(What you will do): Only the lines from the top of the data through the line with "Spot the wooden post" should be repeated, each exactly as written.

Input data Start Marker

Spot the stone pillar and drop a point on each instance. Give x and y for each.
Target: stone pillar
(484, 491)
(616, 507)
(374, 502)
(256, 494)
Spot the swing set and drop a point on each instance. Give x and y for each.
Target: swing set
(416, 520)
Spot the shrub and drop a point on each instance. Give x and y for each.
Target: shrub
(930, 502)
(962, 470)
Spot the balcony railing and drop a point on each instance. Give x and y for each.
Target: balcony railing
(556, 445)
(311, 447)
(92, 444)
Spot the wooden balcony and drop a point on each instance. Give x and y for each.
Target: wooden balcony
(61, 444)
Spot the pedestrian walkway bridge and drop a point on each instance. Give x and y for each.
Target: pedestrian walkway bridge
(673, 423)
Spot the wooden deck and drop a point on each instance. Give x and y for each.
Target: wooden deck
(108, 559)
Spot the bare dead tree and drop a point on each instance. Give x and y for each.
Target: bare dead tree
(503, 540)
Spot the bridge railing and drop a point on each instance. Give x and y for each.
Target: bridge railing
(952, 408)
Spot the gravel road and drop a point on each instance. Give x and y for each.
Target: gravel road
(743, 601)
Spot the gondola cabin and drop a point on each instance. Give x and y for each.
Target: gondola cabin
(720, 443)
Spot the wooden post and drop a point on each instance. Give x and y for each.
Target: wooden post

Input data End Marker

(Response to this task):
Spot the stone pillar and drop a point on each instance. Give x and y for each.
Target: stone pillar
(484, 491)
(616, 507)
(374, 502)
(256, 494)
Spot the swing set and drop a point on each instance. Give x and y for each.
Target: swing set
(416, 520)
Spot the shrub and drop a point on each instance. Give x and y for each.
Target: shrub
(930, 502)
(962, 470)
Spot the balcony railing and drop a point on each instance. Give x and y for each.
Target: balcony railing
(556, 445)
(311, 447)
(92, 444)
Spot the wooden balcony and drop a point on each instance. Give x and y for each.
Target: wooden balcony
(61, 444)
Spot the pedestrian walkway bridge and drop a point on each instance. Give x and y for each.
Target: pedestrian walkway bridge
(673, 423)
Spot the wooden deck and drop a point on each instance. Give x and y for each.
Target: wooden deck
(108, 559)
Spot the bare dead tree and drop a point on each instance. Give x and y for each.
Target: bare dead tree
(503, 540)
Spot the bridge railing and drop a point on each instance. Give x and y for each.
Target: bridge railing
(952, 408)
Spot the gravel road and drop a point on each instance. Give x and y for each.
Target: gravel road
(743, 601)
Spot the gondola cabin and drop a point on each instance. Give x and y for each.
Target: gondola cabin
(720, 443)
Spot the wooden post and drop a point on each instance. Give x and y for each.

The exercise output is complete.